The task calls for every line of the data to be repeated exactly.
Available data below:
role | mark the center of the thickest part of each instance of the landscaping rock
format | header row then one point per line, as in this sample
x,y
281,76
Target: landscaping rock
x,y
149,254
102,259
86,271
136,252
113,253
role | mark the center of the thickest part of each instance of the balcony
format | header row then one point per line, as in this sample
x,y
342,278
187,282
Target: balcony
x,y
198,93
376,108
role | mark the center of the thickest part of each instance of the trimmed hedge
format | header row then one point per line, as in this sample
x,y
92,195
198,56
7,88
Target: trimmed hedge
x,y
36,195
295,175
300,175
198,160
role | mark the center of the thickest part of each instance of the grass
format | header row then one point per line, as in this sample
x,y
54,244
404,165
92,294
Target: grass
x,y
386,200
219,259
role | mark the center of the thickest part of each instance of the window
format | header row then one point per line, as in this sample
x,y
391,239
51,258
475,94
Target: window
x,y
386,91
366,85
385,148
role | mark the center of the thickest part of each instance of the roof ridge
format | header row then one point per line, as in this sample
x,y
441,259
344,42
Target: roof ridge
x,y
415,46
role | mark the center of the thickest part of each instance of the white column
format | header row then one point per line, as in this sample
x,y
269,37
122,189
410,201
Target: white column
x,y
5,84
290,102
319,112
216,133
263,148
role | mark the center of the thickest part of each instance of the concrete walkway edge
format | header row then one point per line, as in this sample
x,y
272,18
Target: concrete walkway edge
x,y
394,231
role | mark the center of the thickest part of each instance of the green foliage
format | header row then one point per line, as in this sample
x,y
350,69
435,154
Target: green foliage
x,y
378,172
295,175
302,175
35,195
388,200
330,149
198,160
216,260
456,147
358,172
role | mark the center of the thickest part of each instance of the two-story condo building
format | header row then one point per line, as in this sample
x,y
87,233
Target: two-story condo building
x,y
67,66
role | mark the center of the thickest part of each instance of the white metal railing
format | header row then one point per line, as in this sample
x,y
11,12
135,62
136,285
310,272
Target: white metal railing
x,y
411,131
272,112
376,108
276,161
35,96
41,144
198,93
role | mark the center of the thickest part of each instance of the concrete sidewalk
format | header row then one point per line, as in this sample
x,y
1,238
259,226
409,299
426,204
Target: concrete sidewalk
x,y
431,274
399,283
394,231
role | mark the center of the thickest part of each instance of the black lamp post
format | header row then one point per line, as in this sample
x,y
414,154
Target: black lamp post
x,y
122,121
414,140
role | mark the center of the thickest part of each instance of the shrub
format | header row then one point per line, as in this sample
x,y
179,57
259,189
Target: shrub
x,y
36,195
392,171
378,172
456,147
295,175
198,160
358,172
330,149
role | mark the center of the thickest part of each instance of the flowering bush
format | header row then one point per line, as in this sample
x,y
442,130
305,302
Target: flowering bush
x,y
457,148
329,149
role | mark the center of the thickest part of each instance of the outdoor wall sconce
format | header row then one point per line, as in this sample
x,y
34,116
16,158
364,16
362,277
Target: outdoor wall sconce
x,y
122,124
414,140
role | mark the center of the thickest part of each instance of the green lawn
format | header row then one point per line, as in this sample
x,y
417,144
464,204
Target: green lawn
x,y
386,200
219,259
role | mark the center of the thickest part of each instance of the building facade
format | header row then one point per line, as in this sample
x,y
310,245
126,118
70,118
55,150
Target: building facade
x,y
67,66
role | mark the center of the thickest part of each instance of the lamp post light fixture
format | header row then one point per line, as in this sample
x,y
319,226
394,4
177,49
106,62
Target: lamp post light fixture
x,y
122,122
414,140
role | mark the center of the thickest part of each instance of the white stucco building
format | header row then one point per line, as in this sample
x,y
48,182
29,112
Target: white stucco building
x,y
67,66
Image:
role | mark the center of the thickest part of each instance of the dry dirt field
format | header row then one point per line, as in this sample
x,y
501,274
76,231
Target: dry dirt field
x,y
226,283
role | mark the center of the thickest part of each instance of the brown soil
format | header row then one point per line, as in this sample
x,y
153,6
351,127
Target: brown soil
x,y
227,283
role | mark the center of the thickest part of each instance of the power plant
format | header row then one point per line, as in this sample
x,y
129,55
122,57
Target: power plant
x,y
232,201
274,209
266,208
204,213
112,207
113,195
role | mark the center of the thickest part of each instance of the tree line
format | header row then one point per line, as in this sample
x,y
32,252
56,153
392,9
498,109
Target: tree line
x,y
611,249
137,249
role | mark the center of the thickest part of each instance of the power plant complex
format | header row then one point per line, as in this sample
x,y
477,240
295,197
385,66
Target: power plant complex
End of Available data.
■ **Expected output**
role | mark the center of the thickest part of each instance of the landscaping rock
format | header row then one point per line, as in this sample
x,y
281,76
Target: landscaping rock
x,y
149,254
102,259
86,271
136,252
113,253
role | mark the center of the thickest part of each instance of the balcony
format | header row then one point per line, as in this sample
x,y
342,278
187,282
Target: balcony
x,y
198,93
376,108
role | mark the center of the thickest part of each instance of the trimmed hedge
format | header row then one point per line, as in this sample
x,y
92,195
198,56
7,88
Target: trimmed hedge
x,y
36,195
295,175
300,175
198,160
role | mark the center of the thickest part of each instance of the grass
format | header row then one point per line, as in this sample
x,y
54,244
404,165
92,294
Target: grass
x,y
386,200
219,259
role | mark the center of the thickest part of each instance of the window
format | header row then one point per line, as in this sample
x,y
391,239
51,258
475,94
Target: window
x,y
386,91
366,85
385,148
role | mark the center of the thickest part of each instance of the roof ridge
format | header row then one point per line, as in this sample
x,y
441,259
344,42
Target: roof ridge
x,y
415,46
role | mark the center of the thickest part of each instance of the white column
format | header row then one point per line, as in this sample
x,y
269,37
122,189
410,201
Target: white column
x,y
5,84
290,102
319,112
216,133
263,148
role | mark the center of the thickest part of each instance of the concrete walkway edge
format | header row then one point per line, as in this sample
x,y
272,18
Target: concrete walkway edge
x,y
394,231
role | mark the center of the thickest part of each instance of the green foliage
format | header row then one point per line, as in this sample
x,y
350,69
435,154
Target: green foliage
x,y
378,172
295,175
302,175
35,195
388,200
330,149
198,160
216,260
456,147
358,172
role | mark the center of the thickest part of each instance of the two-story condo building
format | header row then one point per line, as in this sample
x,y
87,233
Target: two-story condo building
x,y
67,66
role | mark the center of the thickest part of each instance of the white metal railing
format | header row then one point per line, as in this sample
x,y
11,12
135,62
136,285
310,272
Target: white metal railing
x,y
411,131
272,112
376,108
276,161
35,96
41,144
198,93
role | mark the center of the thickest part of each instance of the concrete sidewalk
format | header row then one point per line, as in this sample
x,y
1,238
259,226
409,299
426,204
Target: concrete sidewalk
x,y
431,274
399,283
394,231
role | mark the center of the thickest part of each instance of the black lamp post
format | header row then one point per line, as in this sample
x,y
414,154
Target: black lamp post
x,y
122,121
414,140
role | mark the center of the thickest part of each instance of the shrub
format | header row then one point per line, as in this sample
x,y
179,57
259,189
Target: shrub
x,y
36,195
392,171
378,172
456,147
295,175
198,160
358,172
330,149
role | mark the center of the thickest part of each instance of the flowering bush
format | header row then one point per line, as in this sample
x,y
442,130
305,302
Target: flowering bush
x,y
457,148
329,149
role | mark the center of the thickest part of each instance of the outdoor wall sconce
format | header row then one point per line, as in this sample
x,y
34,116
16,158
364,16
362,277
Target: outdoor wall sconce
x,y
122,124
414,140
role | mark the center of the thickest part of each instance of the green lawn
format | header row then one point per line, as in this sample
x,y
417,144
464,204
Target: green lawn
x,y
386,200
219,259
role | mark the center of the thickest part of each instance of the building facade
format | header row then one point per line, as in this sample
x,y
310,245
126,118
70,118
55,150
Target: building facade
x,y
67,66
role | mark the center of the thickest part of each instance of the lamp post light fixture
format | header row then one point per line, as in this sample
x,y
319,226
394,4
177,49
106,62
Target: lamp post light fixture
x,y
122,122
414,140
role | mark the center of the thickest part of each instance of the white stucco building
format | header row then one point per line, as in this sample
x,y
48,182
29,112
Target: white stucco building
x,y
67,66
Image:
role | mark the center of the thickest part of each instance of the dry dirt field
format | header row then one point per line, as in this sample
x,y
501,274
76,231
Target: dry dirt field
x,y
226,283
role | mark the center of the thickest part of each instance of the brown soil
format | header row then one point per line, as in this sample
x,y
153,6
351,127
Target: brown soil
x,y
227,283
role | mark the center of the thickest part of each instance of the power plant
format | header row then one point per line, as in this sample
x,y
129,55
122,57
Target: power plant
x,y
232,201
274,209
266,208
204,213
112,207
113,195
role | mark the center of the thickest part of each instance of the tree line
format | header row then one point per line, as in this sample
x,y
32,252
56,153
392,9
498,109
Target: tree line
x,y
611,249
137,249
role | mark the center of the thickest part of each instance of the power plant complex
format | header row then one point per line, as in this sample
x,y
477,240
295,197
385,66
Target: power plant complex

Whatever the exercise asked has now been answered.